::: EXTRACT PROVIDED :::
They made it in
- Updated: September 3, 2021
Martin, Carden thankful to be last team in as the Sunny King Charity Classic exhausts waiting list, expands field
By Al Muskewitz
East Alabama Sports Today
Ted Martin was visiting his granddaughter in Lincoln one weekend in early July and thought it would be the perfect opportunity to sign up for the Sunny King Charity Classic.
They fired up the computer and were inputting all the information to get the Choccolocco golfer and his Classic first-timer partner Buddy Carden registered online when his granddaughter’s husband found another story on the internet that said the field had already reached capacity.
There was no automatic stop on the file they were working to shut them down, so they kept doing what they were doing, submitted the form and hoped for the best.
The tournament filled up in record time, partly because it missed its tee time in 2020 due to COVID and folks were eager to play and partly due to its return in a more temperate September in hopes the pandemic had run its course.
The senior partners sat on the waiting list as the summer dragged on and then last Monday their patience was rewarded. Tournament officials expanded the field by six teams, exhausted the entire waiting list to fill all the gaps and Martin-Carden became the last of the 210 teams in the field.
“It was a remote hope and a prayer,” Martin said. “I was hopeful and Buddy was, too, but we conceded if we made it fine, if we didn’t, fine. (Tee time chairman) Keith Howell sent me and Buddy and email and said he had removed us from the waiting list and if we still wanted to be in the tournament we were in. I emailed him back and said, ‘Absolutely. Thank you very much’ and put the check in the mail Monday morning.
“We were just lucky we got in. If I knew who bailed out, who opened that spot up to let us in, I’d send them a Christmas card.”
Carden, 65, was “very disappointed” when it looked like they had missed the cutoff to play in what he called “the Big Show around here,” so the email from the committee was a big pick-me-up. He has friends who are still trying to find an avenue into the event.
“It cheered me up a lot,” he said. “I wanted to be in the Big Show one time before I leave this world.”
Martin was especially thankful because, at 72 with some health issues, this might be the last Sunny King he plays. But he is determined to play because he’s got a record to uphold.
He figures he has played in more than 30 of them with a half-dozen partners. He won the Toyota Venza Sixth Flight with Stacy Williams in 2009. Two years later he witnessed Williams make a hole-in-one for a new car.
Carden said playing in his first Sunny King will be a “unique” experience. He plays every other day with the senior game at Cider Ridge, but the Classic schedule will be a test.
“Playing every other day OK, but when I go to three days in a row we’re going to see how I do at this,” he said. “See if I have the stamina in my body. See if I can still do what a young person can do.
“That’s why I don’t take warmup swings, because I’ve only got so many swings in this old body, so I’ve got to make every one count.”
Cover photo: Buddy Carden (L) and Ted Martin prepare to tee off in the senior game at Cider Ridge.
::: ENTRIES SHOWN :::
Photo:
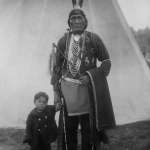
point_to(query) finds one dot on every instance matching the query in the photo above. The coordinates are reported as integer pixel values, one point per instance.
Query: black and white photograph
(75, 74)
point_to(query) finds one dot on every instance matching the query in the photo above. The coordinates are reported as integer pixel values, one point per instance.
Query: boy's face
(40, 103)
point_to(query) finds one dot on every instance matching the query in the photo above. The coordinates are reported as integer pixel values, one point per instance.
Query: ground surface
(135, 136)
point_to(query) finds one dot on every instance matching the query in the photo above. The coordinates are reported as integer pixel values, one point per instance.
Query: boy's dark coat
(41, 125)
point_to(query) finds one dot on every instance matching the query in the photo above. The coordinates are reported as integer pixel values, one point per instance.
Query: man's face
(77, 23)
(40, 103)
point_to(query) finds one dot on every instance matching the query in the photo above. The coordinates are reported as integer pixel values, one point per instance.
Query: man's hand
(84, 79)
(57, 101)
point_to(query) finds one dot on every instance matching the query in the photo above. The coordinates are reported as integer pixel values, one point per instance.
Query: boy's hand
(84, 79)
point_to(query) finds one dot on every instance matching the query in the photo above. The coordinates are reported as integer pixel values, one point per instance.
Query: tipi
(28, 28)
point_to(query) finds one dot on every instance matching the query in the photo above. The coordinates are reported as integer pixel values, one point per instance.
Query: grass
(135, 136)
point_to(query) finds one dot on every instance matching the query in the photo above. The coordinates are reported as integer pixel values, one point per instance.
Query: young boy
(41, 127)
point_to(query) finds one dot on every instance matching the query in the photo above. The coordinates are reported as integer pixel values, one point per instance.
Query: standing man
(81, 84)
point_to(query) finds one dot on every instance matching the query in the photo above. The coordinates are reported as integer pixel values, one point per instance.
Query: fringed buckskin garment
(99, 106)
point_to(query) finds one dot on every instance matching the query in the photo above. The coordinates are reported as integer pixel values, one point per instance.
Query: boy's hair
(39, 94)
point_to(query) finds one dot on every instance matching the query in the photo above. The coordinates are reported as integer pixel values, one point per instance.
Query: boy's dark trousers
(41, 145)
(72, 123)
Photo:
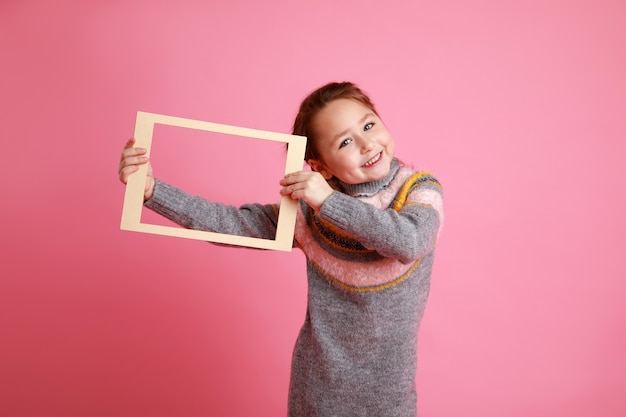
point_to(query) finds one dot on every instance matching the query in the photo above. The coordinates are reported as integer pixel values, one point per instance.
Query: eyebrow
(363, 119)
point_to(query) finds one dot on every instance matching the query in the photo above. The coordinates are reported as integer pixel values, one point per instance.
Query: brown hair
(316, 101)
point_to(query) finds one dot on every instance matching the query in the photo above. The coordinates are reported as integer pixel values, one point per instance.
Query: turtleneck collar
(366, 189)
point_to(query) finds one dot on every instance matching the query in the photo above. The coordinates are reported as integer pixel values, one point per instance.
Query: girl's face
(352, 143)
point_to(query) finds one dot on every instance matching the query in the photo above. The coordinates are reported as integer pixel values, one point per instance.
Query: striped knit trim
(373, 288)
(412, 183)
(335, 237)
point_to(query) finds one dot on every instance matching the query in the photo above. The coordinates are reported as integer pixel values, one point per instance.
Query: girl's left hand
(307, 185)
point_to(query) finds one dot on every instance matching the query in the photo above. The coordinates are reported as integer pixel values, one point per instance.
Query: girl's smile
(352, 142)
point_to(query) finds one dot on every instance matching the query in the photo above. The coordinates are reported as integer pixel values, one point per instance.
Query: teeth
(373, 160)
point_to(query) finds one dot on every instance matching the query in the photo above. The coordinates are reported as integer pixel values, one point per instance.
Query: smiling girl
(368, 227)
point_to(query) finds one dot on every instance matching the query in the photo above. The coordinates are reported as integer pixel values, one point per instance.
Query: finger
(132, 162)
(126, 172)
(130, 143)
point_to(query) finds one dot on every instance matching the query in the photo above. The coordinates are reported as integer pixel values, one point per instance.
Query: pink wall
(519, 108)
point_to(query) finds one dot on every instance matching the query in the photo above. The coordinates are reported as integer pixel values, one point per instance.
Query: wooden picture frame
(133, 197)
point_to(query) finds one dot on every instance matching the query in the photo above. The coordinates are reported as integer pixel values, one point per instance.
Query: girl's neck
:::
ACTIVITY A:
In the Sunny King article, by how many teams did tournament officials expand the field?
ACTIVITY B:
Reproduce the Sunny King article from "Carden said playing" to "at Cider Ridge.".

TASK SOLUTION A:
Six teams.

TASK SOLUTION B:
Carden said playing in his first Sunny King will be a “unique” experience. He plays every other day with the senior game at Cider Ridge, but the Classic schedule will be a test.
“Playing every other day OK, but when I go to three days in a row we’re going to see how I do at this,” he said. “See if I have the stamina in my body. See if I can still do what a young person can do.
“That’s why I don’t take warmup swings, because I’ve only got so many swings in this old body, so I’ve got to make every one count.”
Cover photo: Buddy Carden (L) and Ted Martin prepare to tee off in the senior game at Cider Ridge.